## Excerto do texto
Homilia de D. Rui Valério, na ordenação episcopal de D. Nuno Isidro e D. Alexandre Palma, auxiliares do Patriarcado de Lisboa, lembrou que o ministério “não depende tanto das nossas qualidades […] mas da dádiva do nosso coração a Deus”
Homilia de D. Rui Valério, Patriarca de Lisboa
1. Caríssimos irmãos, no episcopado, no sacerdócio, no diaconado, ilustres autoridades, caras irmãs e caros irmãos em Cristo.
A Igreja de Lisboa exulta de alegria no Senhor, pelo dom da consagração episcopal de D. Nuno Isidro e D. Alexandre Palma. Neste ano da graça de 2024, o Santo Padre Francisco oferece dois zelosos pastores, como Bispos Auxiliares, a este amado Patriarcado.
2. Dentro de alguns instantes, após a invocação da intercessão dos santos do céu, o Espírito Santo marcará os novos Bispos com o caráter que os reveste da plenitude do sacerdócio de Cristo, verdadeiro e eterno sacerdote das almas, o Pastor dos pastores.
E do fascínio dessa novidade, os primeiros a serem surpreendidos, sereis precisamente vós. Consiste numa autêntica dilatação do coração, que vos permite expandir a relação com as comunidades que vos serão confiadas:
- de forma ocasional, mas também abrangente;
- de maneira precisa e, ao mesmo tempo, profunda;
- incisiva, mas também libertadora.
Na realidade, trata-se de ter aquela sabedoria que é simultaneamente lúcida e benevolente, tão própria de um pai de família que olha para os seus filhos com verdade e os apoia com o mais compassivo amor; mas que também é própria de um bom pastor que cuida com ternura das suas ovelhas e as reúne na unidade de um só rebanho. Que reconhecem, agradecidos, até o mais pequeno pedaço de bem e o valoriza na harmonia da comunidade eclesial.
3. Sereis revestidos pelo dinamismo daquela nova paciência que não germina apenas de mecanismos psicológicos, mas que brota das fontes da graça, que vos permitirá permanecer firmes na autenticidade da vocação e assumir altruisticamente o destino dos homens, e carregar o peso das situações trágicas do nosso mundo, sabendo que os tempos de Deus não são os nossos tempos, e quer a Igreja, quer a história da humanidade estão nas mãos dóceis e ternas de Cristo, o Bom Pastor.

## Exercícios
a – Segundo a homilia, quem são os dois bispos auxiliares ordenados para o Patriarcado de Lisboa?
b – Por favor, transcreva da homilia o trecho que começa em "Homilia de D. Rui Valério, na" e segue até "este amado Patriarcado.".

## Registos guardados
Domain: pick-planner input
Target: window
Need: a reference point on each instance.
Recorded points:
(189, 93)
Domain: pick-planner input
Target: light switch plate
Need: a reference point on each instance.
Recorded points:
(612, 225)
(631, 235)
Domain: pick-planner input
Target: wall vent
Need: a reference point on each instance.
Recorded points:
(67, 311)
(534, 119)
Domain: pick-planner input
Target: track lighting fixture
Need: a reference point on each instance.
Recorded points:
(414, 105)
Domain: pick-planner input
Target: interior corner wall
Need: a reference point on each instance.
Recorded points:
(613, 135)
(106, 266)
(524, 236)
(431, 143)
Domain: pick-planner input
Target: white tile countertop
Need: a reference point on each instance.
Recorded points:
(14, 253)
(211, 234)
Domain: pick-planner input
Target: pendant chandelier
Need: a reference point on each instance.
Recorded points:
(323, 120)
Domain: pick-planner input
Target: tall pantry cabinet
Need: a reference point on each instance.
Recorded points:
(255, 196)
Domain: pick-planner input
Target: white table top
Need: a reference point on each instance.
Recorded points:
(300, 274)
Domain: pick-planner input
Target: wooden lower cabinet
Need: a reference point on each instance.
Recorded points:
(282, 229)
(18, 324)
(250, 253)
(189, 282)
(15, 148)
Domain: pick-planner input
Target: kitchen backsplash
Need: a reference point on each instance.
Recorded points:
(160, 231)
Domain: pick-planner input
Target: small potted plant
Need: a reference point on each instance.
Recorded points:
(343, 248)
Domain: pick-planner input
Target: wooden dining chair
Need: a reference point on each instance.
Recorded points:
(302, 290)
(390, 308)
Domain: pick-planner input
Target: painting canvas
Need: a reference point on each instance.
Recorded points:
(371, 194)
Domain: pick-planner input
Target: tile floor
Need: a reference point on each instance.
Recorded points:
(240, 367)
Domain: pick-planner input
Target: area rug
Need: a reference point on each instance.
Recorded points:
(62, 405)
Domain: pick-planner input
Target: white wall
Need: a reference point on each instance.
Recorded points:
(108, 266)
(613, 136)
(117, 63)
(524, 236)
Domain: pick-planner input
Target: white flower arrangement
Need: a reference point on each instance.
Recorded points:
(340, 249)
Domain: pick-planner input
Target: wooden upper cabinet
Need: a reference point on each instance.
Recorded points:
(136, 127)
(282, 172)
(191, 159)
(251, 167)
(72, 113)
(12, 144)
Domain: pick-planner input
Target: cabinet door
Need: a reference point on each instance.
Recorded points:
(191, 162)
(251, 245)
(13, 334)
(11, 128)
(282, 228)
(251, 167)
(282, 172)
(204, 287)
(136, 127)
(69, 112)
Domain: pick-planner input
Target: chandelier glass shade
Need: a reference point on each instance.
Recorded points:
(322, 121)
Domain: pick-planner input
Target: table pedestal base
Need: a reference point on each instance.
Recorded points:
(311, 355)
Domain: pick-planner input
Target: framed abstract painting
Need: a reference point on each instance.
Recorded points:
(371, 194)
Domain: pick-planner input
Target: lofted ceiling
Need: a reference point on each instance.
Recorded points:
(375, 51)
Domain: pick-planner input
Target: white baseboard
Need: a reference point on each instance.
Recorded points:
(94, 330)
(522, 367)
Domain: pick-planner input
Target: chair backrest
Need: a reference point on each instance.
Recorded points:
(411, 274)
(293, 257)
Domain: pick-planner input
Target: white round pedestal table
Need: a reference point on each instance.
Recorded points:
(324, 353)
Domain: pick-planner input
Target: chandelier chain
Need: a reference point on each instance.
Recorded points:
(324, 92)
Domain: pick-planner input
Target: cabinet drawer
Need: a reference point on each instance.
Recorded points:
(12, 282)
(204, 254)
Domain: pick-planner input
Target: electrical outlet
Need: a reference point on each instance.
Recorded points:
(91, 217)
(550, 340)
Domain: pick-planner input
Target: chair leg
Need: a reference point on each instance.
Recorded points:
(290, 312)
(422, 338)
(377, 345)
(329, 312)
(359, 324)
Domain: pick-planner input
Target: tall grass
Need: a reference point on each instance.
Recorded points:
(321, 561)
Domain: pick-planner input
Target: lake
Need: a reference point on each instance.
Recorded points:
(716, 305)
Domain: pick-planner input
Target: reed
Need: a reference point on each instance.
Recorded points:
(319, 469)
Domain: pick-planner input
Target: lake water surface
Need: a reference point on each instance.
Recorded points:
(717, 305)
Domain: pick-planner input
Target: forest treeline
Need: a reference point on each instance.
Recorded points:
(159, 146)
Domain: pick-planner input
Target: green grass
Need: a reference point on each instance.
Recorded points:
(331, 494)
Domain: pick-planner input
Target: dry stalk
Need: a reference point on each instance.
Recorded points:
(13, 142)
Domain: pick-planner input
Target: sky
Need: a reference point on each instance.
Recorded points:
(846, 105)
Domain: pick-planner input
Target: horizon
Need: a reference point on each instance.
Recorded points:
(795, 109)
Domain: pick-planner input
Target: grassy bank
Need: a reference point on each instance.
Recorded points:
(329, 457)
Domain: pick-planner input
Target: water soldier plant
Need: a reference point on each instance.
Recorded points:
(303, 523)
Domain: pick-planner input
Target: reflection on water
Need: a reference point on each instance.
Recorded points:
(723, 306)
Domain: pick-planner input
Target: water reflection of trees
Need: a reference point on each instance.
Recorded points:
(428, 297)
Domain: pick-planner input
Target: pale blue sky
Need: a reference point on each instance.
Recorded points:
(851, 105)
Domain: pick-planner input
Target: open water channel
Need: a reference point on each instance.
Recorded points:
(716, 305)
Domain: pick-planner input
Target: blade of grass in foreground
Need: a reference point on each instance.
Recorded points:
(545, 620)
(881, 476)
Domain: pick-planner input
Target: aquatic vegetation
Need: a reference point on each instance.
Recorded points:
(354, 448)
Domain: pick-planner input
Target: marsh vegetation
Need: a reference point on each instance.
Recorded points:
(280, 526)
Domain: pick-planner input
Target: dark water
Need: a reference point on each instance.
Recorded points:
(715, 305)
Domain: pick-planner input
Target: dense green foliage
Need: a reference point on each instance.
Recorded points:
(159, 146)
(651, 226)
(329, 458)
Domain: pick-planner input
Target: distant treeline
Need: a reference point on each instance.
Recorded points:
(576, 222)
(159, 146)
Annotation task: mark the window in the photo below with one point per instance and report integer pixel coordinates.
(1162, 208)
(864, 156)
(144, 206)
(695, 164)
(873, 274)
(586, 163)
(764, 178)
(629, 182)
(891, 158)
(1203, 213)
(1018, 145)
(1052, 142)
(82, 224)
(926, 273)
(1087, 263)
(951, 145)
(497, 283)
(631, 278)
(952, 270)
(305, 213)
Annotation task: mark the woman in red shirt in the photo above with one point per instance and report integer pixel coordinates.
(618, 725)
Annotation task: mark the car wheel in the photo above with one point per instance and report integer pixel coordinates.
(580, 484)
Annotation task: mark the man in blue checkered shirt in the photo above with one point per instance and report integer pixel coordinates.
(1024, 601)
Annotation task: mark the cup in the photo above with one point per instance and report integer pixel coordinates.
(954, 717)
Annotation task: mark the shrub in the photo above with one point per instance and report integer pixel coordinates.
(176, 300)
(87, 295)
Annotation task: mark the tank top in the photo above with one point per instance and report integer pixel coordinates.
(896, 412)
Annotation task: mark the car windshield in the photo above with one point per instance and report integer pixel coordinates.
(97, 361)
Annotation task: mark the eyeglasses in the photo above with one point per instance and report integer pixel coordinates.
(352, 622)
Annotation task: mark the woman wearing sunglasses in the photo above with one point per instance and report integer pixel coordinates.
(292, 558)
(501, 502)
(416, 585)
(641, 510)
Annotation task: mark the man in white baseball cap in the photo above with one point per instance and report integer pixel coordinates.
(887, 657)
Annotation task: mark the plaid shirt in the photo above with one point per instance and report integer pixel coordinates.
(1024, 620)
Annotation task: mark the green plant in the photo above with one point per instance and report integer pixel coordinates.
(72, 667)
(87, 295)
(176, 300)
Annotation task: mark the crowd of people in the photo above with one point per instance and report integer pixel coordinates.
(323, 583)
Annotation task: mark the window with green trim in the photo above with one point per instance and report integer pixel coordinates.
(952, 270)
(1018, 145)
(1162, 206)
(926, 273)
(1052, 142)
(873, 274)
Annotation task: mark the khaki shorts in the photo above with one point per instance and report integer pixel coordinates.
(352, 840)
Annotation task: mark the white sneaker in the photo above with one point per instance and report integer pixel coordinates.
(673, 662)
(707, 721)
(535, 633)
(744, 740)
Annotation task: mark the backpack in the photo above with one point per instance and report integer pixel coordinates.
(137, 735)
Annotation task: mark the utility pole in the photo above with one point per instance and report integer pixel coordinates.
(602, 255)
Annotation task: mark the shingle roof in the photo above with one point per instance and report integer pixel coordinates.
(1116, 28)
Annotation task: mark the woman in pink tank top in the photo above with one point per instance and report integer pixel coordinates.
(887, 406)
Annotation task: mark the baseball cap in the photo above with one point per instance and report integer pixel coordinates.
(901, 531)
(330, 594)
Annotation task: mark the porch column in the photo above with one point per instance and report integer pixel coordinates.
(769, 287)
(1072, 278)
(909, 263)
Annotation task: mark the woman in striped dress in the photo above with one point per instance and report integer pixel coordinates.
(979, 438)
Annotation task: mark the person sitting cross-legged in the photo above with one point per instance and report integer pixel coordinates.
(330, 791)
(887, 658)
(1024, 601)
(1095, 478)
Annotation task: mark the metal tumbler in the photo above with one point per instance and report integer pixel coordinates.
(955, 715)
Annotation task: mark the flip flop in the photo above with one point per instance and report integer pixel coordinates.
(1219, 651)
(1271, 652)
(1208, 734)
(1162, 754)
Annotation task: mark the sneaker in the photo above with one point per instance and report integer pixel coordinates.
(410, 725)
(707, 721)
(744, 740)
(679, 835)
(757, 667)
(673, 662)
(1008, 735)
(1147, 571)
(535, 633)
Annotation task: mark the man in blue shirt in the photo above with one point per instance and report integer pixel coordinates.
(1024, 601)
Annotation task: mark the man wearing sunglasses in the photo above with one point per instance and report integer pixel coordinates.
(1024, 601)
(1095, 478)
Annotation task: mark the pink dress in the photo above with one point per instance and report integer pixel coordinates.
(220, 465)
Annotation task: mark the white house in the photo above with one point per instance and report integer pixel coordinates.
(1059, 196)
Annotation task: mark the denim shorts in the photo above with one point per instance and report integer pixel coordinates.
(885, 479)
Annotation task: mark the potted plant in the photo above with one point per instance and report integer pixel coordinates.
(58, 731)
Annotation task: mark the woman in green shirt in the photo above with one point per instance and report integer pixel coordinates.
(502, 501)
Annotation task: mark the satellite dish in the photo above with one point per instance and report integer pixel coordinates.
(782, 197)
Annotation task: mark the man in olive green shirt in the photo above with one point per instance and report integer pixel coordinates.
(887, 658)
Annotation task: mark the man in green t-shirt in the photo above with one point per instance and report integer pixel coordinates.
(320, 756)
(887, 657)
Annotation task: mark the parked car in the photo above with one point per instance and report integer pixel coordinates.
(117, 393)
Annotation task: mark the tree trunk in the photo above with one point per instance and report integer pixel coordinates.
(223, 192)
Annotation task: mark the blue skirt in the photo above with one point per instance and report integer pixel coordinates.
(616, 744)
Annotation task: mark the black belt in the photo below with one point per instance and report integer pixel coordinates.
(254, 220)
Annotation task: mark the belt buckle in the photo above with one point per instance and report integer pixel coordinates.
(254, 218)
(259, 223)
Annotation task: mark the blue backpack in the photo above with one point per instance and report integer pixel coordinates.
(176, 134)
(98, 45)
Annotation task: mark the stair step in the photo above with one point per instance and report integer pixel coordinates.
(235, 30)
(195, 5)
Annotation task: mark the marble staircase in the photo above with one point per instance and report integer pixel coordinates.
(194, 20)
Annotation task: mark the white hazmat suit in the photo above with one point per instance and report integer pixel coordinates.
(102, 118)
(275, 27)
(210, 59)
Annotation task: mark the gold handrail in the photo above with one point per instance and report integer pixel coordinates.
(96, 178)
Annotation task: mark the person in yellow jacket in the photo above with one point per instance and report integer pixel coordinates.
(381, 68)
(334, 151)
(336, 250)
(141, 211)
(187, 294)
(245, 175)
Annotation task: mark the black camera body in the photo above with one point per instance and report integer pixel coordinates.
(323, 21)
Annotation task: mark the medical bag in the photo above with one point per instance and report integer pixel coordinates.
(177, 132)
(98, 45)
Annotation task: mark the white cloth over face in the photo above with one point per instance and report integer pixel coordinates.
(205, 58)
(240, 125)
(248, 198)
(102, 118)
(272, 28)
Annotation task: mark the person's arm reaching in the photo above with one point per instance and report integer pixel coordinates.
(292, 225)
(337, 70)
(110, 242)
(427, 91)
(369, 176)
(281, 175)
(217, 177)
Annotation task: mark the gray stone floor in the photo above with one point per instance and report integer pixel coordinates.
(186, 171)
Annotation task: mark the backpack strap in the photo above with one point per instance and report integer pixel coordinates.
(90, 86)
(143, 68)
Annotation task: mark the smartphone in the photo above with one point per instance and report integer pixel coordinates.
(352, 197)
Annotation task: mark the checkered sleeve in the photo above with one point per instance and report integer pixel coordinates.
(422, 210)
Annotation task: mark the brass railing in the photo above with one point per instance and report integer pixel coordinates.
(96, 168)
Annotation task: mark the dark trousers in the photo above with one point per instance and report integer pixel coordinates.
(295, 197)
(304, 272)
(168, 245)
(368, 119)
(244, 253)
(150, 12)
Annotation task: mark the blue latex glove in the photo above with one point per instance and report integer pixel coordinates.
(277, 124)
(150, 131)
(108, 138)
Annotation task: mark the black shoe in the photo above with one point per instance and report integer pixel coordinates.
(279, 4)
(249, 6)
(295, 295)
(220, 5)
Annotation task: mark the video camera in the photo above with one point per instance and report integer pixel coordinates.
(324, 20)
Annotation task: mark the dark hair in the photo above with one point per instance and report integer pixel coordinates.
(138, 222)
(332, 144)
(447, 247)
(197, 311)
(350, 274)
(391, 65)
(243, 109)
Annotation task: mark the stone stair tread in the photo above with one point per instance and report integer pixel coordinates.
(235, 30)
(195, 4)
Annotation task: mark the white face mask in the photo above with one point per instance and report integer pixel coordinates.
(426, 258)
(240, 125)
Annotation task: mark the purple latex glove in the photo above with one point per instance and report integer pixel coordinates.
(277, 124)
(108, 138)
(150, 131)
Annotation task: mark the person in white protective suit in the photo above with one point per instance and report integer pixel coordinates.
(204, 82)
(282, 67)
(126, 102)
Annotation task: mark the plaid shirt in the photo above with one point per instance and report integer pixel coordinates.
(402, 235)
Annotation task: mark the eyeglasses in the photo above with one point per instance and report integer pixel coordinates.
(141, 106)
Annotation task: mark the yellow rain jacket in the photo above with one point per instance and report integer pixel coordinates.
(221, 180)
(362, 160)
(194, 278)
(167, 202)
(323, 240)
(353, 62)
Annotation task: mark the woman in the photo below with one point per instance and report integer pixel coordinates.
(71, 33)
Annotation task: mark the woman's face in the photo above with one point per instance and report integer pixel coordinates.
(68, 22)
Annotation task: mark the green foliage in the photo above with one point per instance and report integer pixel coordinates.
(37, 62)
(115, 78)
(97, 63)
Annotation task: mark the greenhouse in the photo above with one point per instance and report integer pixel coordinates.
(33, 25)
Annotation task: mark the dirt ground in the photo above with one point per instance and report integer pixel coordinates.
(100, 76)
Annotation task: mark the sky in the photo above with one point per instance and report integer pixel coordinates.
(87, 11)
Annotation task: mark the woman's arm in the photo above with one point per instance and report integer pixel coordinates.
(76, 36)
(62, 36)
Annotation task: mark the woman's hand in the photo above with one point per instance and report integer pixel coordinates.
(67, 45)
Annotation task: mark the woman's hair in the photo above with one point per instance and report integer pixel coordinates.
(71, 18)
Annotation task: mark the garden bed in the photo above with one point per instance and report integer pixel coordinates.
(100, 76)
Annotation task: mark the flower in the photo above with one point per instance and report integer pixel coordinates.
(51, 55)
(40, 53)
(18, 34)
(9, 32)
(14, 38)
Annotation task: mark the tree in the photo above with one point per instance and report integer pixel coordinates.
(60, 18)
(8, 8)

## Respostas completas
a – D. Nuno Isidro e D. Alexandre Palma.

b –
Homilia de D. Rui Valério, na ordenação episcopal de D. Nuno Isidro e D. Alexandre Palma, auxiliares do Patriarcado de Lisboa, lembrou que o ministério “não depende tanto das nossas qualidades […] mas da dádiva do nosso coração a Deus”
Homilia de D. Rui Valério, Patriarca de Lisboa
1. Caríssimos irmãos, no episcopado, no sacerdócio, no diaconado, ilustres autoridades, caras irmãs e caros irmãos em Cristo.
A Igreja de Lisboa exulta de alegria no Senhor, pelo dom da consagração episcopal de D. Nuno Isidro e D. Alexandre Palma. Neste ano da graça de 2024, o Santo Padre Francisco oferece dois zelosos pastores, como Bispos Auxiliares, a este amado Patriarcado.